## PROBLEM TO SOLVE
Continue the closed graph theorem text after its last sentence, keeping its notation and style.

## PAGE EXTRACT
——

Given a function ${f: X \rightarrow Y}$ between two sets ${X, Y}$, we can form the graph

$\displaystyle \Sigma := \{ (x,f(x)): x\in X \},$

which is a subset of the Cartesian product ${X \times Y}$.

There are a number of “closed graph theorems” in mathematics which relate the regularity properties of the function ${f}$ with the closure properties of the graph ${\Sigma}$, assuming some “completeness” properties of the domain ${X}$ and range ${Y}$. The most famous of these is the closed graph theorem from functional analysis, which I phrase as follows:

Theorem 1 (Closed graph theorem (functional analysis)) Let ${X, Y}$ be complete normed vector spaces over the reals (i.e. Banach spaces). Then a function ${f: X \rightarrow Y}$ is a continuous linear transformation if and only if the graph ${\Sigma := \{ (x,f(x)): x \in X \}}$ is both linearly closed (i.e. it is a linear subspace of ${X \times Y}$) and topologically closed (i.e. closed in the product topology of ${X \times Y}$).

I like to think of this theorem as linking together qualitative and quantitative notions of regularity preservation properties of an operator ${f}$; see this blog post for further discussion.

The theorem is equivalent to the assertion that any continuous linear bijection ${f: X \rightarrow Y}$ from one Banach space to another is necessarily an isomorphism in the sense that the inverse map is also continuous and linear. Indeed, to see that this claim implies the closed graph theorem, one applies it to the projection from ${\Sigma}$ to ${X}$, which is a continuous linear bijection; conversely, to deduce this claim from the closed graph theorem, observe that the graph of the inverse ${f^{-1}}$ is the reflection of the graph of ${f}$. As such, the closed graph theorem is a corollary of the open mapping theorem, which asserts that any continuous linear surjection from one Banach space to another is open. (Conversely, one can deduce the open mapping theorem from the closed graph theorem by quotienting out the kernel of the continuous surjection to get a bijection.)

It turns out that there is a closed graph theorem (or equivalent reformulations of that theorem, such as an assertion that bijective morphisms between sufficiently “complete” objects are necessarily isomorphisms, or as an open mapping theorem) in many other categories in mathematics as well. Here are some easy ones:

Theorem 2 (Closed graph theorem (linear algebra)) Let ${X, Y}$ be vector spaces over a field ${k}$. Then a function ${f: X \rightarrow Y}$ is a linear transformation if and only if the graph ${\Sigma := \{ (x,f(x)): x \in X \}}$ is linearly closed.

——

## SOURCE MATERIAL
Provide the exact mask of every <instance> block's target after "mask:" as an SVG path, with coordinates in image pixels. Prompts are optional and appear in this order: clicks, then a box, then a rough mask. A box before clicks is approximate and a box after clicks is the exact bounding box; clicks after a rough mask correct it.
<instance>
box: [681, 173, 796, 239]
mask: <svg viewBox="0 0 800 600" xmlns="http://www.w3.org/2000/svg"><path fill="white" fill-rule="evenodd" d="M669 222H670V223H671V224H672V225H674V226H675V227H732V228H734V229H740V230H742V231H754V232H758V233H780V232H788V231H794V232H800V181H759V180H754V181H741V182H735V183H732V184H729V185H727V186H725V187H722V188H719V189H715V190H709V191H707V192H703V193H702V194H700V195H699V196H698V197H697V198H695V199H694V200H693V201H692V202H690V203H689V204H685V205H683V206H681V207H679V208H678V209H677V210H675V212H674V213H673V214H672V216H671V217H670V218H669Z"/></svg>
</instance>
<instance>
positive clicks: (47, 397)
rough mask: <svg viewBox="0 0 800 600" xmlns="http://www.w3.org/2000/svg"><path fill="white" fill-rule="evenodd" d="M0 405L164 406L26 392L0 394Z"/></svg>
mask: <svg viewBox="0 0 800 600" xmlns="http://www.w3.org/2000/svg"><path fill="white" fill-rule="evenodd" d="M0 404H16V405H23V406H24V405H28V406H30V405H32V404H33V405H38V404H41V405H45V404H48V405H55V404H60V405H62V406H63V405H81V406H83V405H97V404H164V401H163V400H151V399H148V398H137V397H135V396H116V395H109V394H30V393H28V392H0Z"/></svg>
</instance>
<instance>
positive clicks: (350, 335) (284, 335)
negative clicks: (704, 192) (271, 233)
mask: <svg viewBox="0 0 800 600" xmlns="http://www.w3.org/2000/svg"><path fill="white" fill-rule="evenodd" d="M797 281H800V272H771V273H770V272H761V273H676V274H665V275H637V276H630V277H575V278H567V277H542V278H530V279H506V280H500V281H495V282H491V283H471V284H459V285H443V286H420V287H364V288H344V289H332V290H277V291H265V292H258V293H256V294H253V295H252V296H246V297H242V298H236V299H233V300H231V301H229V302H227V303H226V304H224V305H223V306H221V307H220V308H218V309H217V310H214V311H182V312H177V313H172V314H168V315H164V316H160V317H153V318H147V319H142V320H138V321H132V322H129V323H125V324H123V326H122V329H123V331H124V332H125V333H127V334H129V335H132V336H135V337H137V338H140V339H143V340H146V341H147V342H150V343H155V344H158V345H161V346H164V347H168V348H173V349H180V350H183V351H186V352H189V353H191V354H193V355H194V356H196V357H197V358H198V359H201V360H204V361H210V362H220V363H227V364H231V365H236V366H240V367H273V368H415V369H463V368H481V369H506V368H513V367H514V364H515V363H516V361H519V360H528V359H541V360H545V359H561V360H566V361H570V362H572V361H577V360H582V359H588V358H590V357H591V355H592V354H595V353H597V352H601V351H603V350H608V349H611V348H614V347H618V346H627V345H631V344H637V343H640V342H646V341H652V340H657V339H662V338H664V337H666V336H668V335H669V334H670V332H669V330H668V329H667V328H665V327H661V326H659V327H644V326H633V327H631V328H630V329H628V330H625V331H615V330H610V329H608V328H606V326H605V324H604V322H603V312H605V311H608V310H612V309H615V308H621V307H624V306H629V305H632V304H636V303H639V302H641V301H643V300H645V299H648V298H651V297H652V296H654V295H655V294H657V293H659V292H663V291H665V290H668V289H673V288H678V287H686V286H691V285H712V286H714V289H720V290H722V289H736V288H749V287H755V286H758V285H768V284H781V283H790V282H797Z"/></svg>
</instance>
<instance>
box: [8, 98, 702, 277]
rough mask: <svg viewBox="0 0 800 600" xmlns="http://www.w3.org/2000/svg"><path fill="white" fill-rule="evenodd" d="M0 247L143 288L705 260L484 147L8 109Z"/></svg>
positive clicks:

——

## THE ANSWER
Theorem 3 (Closed graph theorem (group theory)) Let ${X, Y}$ be groups. Then a function ${f: X \rightarrow Y}$ is a group homomorphism if and only if the graph ${\Sigma := \{ (x,f(x)): x \in X \}}$ is closed under the group operations (i.e. it is a subgroup of ${X \times Y}$).

Theorem 4 (Closed graph theorem (order theory)) Let ${X, Y}$ be totally ordered sets. Then a function ${f: X \rightarrow Y}$ is monotone increasing if and only if the graph ${\Sigma := \{ (x,f(x)): x \in X \}}$ is totally ordered (using the product order on ${X \times Y}$).

Remark 1 Similar results to the above three theorems (with similarly easy proofs) hold for other algebraic structures, such as rings (using the usual product of rings), modules, algebras, or Lie algebras, groupoids, or even categories (a map between categories is a functor iff its graph is again a category). (ADDED IN VIEW OF COMMENTS: further examples include affine spaces and ${G}$-sets (sets with an action of a given group ${G}$).) There are also various approximate versions of this theorem that are useful in arithmetic combinatorics, that relate the property of a map ${f}$ being an “approximate homomorphism” in some sense with its graph being an “approximate group” in some sense. This is particularly useful for this subfield of mathematics because there are currently more theorems about approximate groups than about approximate homomorphisms, so that one can profitably use closed graph theorems to transfer results about the former to results about the latter.

A slightly more sophisticated result in the same vein:

Theorem 5 (Closed graph theorem (point set topology)) Let ${X, Y}$ be compact Hausdorff spaces. Then a function ${f: X \rightarrow Y}$ is continuous if and only if the graph ${\Sigma := \{ (x,f(x)): x \in X \}}$ is topologically closed.

Indeed, the “only if” direction is easy, while for the “if” direction, note that if ${\Sigma}$ is a closed subset of ${X \times Y}$, then it is compact Hausdorff, and the projection map from ${\Sigma}$ to ${X}$ is then a bijective continuous map between compact Hausdorff spaces, which is then closed, thus open, and hence a homeomorphism, giving the claim.

Note that the compactness hypothesis is necessary: for instance, the function ${f: {\bf R} \rightarrow {\bf R}}$ defined by ${f(x) := 1/x}$ for ${x \neq 0}$ and ${f(0)=0}$ for ${x=0}$ is a function which has a closed graph, but is discontinuous.

A similar result (but relying on a much deeper theorem) is available in algebraic geometry, as I learned after asking this MathOverflow question:

Theorem 6 (Closed graph theorem (algebraic geometry)) Let ${X, Y}$ be normal projective varieties over an algebraically closed field ${k}$ of characteristic zero. Then a function ${f: X \rightarrow Y}$ is a regular map if and only if the graph ${\Sigma := \{ (x,f(x)): x \in X \}}$ is Zariski-closed.

Proof: (Sketch) For the only if direction, note that the map ${x \mapsto (x,f(x))}$ is a regular map from the projective variety ${X}$ to the projective variety ${X \times Y}$ and is thus a projective morphism, hence is proper. In particular, the image ${\Sigma}$ of ${X}$ under this map is Zariski-closed.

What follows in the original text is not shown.